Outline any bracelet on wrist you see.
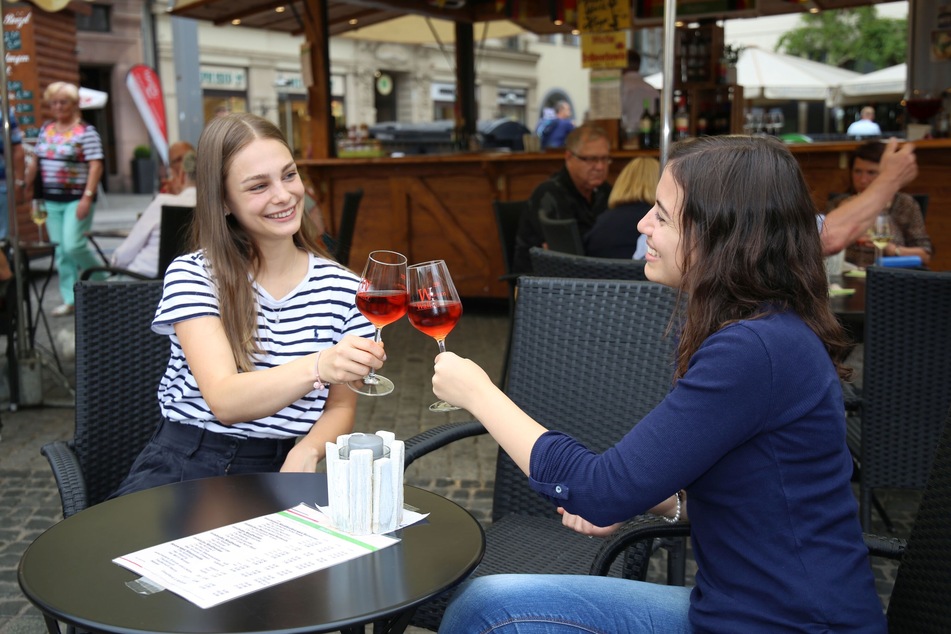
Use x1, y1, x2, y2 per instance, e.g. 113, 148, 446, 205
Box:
313, 350, 327, 390
662, 490, 684, 524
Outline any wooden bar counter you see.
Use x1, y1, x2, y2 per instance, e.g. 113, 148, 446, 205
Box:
301, 138, 951, 300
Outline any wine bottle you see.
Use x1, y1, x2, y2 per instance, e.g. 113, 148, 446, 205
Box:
639, 99, 653, 149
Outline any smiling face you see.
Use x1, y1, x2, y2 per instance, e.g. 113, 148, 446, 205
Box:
224, 138, 305, 245
637, 168, 687, 289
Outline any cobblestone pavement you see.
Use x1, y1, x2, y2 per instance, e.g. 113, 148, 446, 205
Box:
0, 197, 916, 632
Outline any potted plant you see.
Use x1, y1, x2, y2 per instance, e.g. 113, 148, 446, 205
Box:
719, 44, 744, 85
130, 144, 156, 194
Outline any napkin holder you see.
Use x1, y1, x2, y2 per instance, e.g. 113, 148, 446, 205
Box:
880, 255, 923, 268
326, 432, 404, 535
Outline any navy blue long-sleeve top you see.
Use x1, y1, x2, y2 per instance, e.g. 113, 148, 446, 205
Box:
529, 311, 885, 632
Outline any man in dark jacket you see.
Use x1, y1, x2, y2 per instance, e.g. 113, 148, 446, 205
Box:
513, 124, 613, 273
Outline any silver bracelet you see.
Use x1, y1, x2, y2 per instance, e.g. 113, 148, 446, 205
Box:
662, 490, 684, 524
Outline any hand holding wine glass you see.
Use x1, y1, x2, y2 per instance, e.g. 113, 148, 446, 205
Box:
408, 260, 463, 412
348, 250, 408, 397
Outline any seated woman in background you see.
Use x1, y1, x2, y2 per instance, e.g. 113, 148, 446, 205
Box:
829, 140, 932, 267
583, 156, 658, 259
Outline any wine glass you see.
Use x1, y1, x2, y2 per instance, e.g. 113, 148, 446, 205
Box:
869, 214, 893, 266
407, 260, 463, 412
31, 200, 48, 243
348, 250, 408, 397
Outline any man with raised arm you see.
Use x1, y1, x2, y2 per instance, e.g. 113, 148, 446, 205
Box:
819, 138, 918, 255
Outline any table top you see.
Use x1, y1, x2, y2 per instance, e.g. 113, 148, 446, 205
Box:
830, 273, 866, 342
19, 472, 485, 634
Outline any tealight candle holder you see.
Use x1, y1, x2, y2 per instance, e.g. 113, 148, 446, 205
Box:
326, 431, 404, 535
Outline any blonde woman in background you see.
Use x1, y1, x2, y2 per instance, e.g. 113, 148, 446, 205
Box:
583, 156, 659, 259
25, 82, 104, 316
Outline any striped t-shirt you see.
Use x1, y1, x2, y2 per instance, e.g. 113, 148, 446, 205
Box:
34, 120, 104, 201
152, 251, 375, 438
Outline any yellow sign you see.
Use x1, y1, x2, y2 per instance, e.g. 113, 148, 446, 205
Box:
581, 32, 627, 69
578, 0, 631, 33
24, 0, 72, 11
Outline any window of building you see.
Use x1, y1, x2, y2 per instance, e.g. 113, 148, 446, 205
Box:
76, 4, 111, 32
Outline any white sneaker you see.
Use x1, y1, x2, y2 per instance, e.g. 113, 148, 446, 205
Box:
51, 304, 75, 317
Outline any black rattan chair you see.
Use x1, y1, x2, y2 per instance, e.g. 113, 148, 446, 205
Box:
403, 276, 680, 630
539, 212, 584, 255
41, 281, 167, 518
529, 246, 648, 281
333, 188, 363, 267
846, 266, 951, 531
595, 406, 951, 633
492, 199, 529, 389
81, 205, 193, 281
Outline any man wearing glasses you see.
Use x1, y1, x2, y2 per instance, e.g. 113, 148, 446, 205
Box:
513, 124, 613, 273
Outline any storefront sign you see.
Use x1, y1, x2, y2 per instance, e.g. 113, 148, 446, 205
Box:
3, 5, 41, 140
581, 32, 627, 69
200, 65, 247, 91
579, 0, 631, 32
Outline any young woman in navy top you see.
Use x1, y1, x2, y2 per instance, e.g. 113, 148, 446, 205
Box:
113, 114, 383, 497
432, 135, 886, 632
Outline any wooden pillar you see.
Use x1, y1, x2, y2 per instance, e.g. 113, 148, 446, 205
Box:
455, 22, 476, 145
302, 0, 333, 159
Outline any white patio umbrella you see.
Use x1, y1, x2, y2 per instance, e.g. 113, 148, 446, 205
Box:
79, 86, 108, 110
837, 63, 905, 104
644, 46, 861, 105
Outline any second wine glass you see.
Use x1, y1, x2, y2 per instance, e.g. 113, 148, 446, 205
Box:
407, 260, 463, 412
349, 250, 408, 397
870, 213, 893, 266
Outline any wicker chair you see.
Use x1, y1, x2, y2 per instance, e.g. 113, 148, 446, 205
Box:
529, 246, 648, 281
81, 205, 193, 281
594, 406, 951, 633
41, 281, 167, 518
332, 188, 363, 267
539, 212, 584, 255
492, 199, 529, 389
403, 276, 680, 630
847, 266, 951, 531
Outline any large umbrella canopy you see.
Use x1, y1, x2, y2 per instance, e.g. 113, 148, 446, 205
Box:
79, 86, 108, 110
340, 15, 524, 45
838, 63, 905, 103
645, 46, 861, 104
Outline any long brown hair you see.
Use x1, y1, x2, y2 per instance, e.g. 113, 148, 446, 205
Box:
193, 113, 333, 371
666, 135, 852, 381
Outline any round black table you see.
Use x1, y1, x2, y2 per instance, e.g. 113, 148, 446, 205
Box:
19, 473, 485, 634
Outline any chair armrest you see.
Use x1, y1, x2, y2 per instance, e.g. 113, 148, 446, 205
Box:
590, 514, 691, 577
864, 533, 905, 561
841, 381, 862, 412
40, 440, 89, 518
80, 266, 156, 281
403, 420, 487, 468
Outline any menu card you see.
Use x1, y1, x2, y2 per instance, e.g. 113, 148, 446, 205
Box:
113, 503, 399, 609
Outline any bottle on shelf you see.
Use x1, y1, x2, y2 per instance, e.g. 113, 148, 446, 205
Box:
674, 94, 690, 141
639, 98, 653, 149
650, 98, 662, 149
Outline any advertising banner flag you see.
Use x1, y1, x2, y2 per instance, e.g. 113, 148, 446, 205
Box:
125, 64, 168, 165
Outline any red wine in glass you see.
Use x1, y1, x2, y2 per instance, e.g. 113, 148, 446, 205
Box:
407, 260, 463, 412
349, 250, 408, 397
356, 290, 409, 328
407, 300, 462, 341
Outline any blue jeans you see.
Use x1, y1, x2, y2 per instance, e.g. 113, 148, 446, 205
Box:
438, 574, 694, 633
45, 199, 101, 305
110, 419, 296, 498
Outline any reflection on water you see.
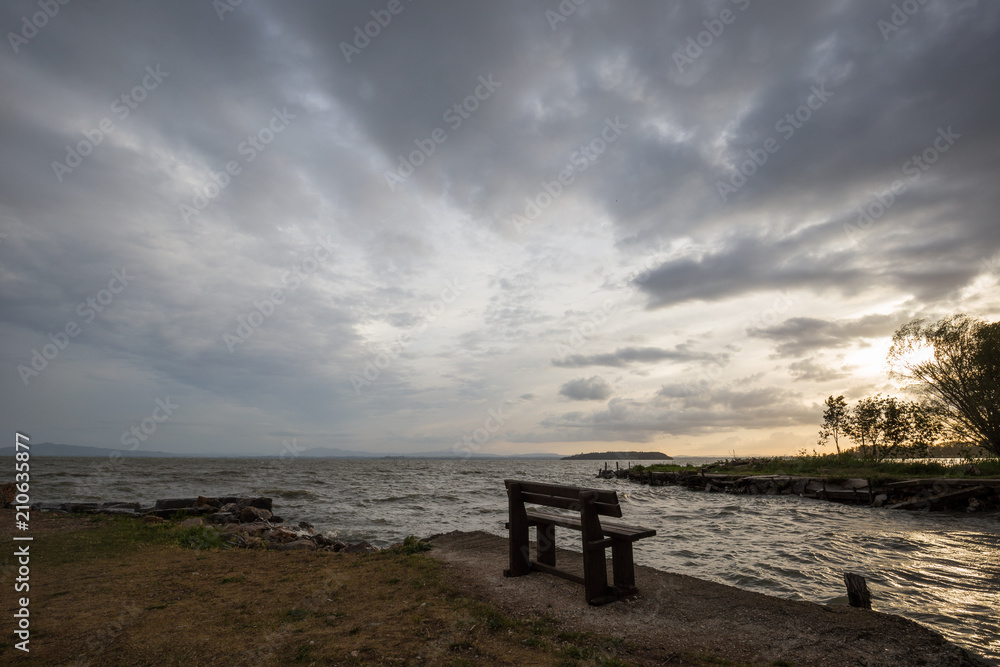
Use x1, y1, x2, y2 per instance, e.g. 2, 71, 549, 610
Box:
33, 457, 1000, 663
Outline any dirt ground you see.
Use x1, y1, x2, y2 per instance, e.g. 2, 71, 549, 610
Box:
425, 530, 990, 667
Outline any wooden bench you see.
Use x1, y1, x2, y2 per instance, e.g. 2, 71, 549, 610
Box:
503, 479, 656, 605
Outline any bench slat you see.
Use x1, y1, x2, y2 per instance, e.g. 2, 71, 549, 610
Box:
525, 509, 656, 541
506, 479, 619, 506
518, 491, 623, 518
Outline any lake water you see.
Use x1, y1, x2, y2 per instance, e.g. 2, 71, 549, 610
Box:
31, 456, 1000, 663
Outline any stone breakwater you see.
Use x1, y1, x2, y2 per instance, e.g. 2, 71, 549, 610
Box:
27, 495, 385, 554
608, 469, 1000, 512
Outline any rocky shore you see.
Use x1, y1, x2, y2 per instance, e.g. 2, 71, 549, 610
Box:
26, 494, 382, 553
608, 467, 1000, 512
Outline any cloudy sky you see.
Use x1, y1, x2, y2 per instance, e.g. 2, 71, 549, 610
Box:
2, 0, 999, 457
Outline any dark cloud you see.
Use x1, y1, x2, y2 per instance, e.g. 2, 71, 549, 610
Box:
559, 376, 612, 401
552, 345, 729, 368
747, 313, 906, 357
787, 357, 855, 383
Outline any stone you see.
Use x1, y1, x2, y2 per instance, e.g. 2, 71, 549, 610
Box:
223, 521, 271, 537
101, 501, 140, 511
179, 517, 204, 528
206, 512, 238, 524
313, 534, 335, 547
270, 515, 284, 524
141, 515, 166, 524
239, 506, 273, 523
154, 498, 199, 510
298, 521, 317, 534
219, 502, 239, 514
342, 541, 376, 554
250, 497, 273, 511
266, 527, 300, 544
197, 495, 221, 508
872, 493, 888, 508
333, 541, 348, 552
273, 539, 317, 551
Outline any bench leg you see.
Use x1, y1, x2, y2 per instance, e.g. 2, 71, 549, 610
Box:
611, 541, 636, 593
505, 484, 531, 577
537, 523, 556, 567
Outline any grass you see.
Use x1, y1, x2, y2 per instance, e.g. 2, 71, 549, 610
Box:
635, 452, 1000, 482
6, 512, 647, 666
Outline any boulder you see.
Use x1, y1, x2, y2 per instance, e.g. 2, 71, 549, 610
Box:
206, 512, 238, 524
342, 541, 376, 554
297, 521, 317, 534
101, 501, 141, 511
223, 521, 271, 537
273, 539, 317, 551
0, 482, 15, 509
154, 498, 199, 510
179, 517, 204, 528
219, 502, 239, 514
239, 506, 273, 523
266, 527, 300, 544
141, 515, 166, 525
197, 496, 221, 508
270, 515, 284, 524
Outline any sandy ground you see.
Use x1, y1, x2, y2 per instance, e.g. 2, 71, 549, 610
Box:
|---|
● WHAT YOU NEED TO DO
Every line of the entries above that includes "bracelet" should be copied.

● THE ANSWER
Outline any bracelet on wrist you see.
Outline any silver bracelet you see.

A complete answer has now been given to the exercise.